• **Extracted entries**:
····················
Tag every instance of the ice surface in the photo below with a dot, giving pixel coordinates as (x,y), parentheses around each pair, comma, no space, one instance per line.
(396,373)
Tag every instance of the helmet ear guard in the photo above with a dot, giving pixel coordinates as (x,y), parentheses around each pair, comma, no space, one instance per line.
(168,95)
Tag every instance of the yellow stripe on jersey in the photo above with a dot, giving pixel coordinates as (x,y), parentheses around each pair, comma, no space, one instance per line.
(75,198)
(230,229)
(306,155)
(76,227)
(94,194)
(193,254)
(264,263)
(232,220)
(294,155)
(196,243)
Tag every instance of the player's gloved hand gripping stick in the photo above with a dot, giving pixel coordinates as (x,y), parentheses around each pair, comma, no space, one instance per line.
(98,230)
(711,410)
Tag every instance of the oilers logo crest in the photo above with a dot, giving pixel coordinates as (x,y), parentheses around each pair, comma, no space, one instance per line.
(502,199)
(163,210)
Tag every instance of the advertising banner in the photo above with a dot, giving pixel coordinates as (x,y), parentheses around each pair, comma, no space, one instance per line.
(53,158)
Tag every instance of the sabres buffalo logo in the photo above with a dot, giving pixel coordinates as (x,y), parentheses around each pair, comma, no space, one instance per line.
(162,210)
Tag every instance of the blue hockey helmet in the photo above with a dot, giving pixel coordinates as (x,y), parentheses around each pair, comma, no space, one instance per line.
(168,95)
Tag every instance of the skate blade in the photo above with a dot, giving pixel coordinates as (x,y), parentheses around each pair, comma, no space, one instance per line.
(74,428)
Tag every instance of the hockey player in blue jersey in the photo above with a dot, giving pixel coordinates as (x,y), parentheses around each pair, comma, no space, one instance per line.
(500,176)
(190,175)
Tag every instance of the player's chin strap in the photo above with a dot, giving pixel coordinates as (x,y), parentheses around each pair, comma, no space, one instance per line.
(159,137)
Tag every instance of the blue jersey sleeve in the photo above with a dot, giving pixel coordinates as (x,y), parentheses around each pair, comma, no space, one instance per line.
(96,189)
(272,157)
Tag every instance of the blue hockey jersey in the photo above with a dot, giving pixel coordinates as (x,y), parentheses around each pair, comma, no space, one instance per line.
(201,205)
····················
• **Goal of the exercise**: Please reproduce all of the entries above verbatim, line by line, without changing any character.

• **Result for this exercise**:
Tag every instance of the ice surface in the photo below with a dot, giving pixel coordinates as (x,y), parentheses around each pair, comma, no space, one instance per line.
(396,373)
Tag every instance of the helmet ear guard in the photo above with a dot, giving pixel coordinates as (x,y), parentheses around each pair, comma, no space, one instance per line.
(168,95)
Tag every instance of the yellow stripe on jersey in the photo above with a dot, giving pixel coordinates as (x,y), parentheses around each pair, comma, no space, one instance per line.
(75,198)
(230,229)
(306,155)
(76,227)
(94,194)
(193,254)
(264,263)
(232,220)
(294,155)
(196,243)
Tag every instance of the player's gloved hand gripping stick in the photo above with a dot, giving pixel coordinates as (x,y), parentheses around each pair, comma, no space, one instance per line.
(98,230)
(711,410)
Tag every instance of the oilers logo crest in the photo above with a dot, giving pixel coordinates as (x,y), parentheses around each pair, comma, no space, one instance per line.
(502,199)
(163,210)
Tag every instance of the advertising banner in the photo above with a dot, giving pixel coordinates as (x,y), parentheses around each pair, comma, no space, one instance per line.
(53,158)
Tag every instance of the sabres buffalo logo in the photo above with a dot, giving pixel coordinates as (x,y), parentheses around each pair, comma, no space, one instance per line.
(162,210)
Tag every instance of the blue hockey helmet in the photo above with a dot, giving pixel coordinates as (x,y), parentheses around each pair, comma, no space, one instance per line.
(168,95)
Tag every instance of the skate blade in the photo above with a dot, giving pixel coordinates as (x,y), parentheses around each pair, comma, no space, one instance per line.
(74,428)
Tag every instance of the hockey player in blue jersey in the photo above with a dot, giving pixel coordinates as (x,y), parentheses around each pair, comma, no space, one instance per line.
(500,176)
(190,175)
Tag every instance of the player's chin strap in the photo above with a dot, giving pixel coordinates as (x,y), parentheses around each pair, comma, no space, one instance per line.
(159,137)
Tag every instance of the blue jersey sleeve in the photo above with a dot, giving pixel coordinates as (x,y), parentheses around each pair, comma, no space, one instance per line.
(96,189)
(272,157)
Tag every instance of the blue hockey jersey in the photo above with a dot, giving pixel coordinates as (x,y), parentheses around each pair, comma, no space, one instance per line.
(201,205)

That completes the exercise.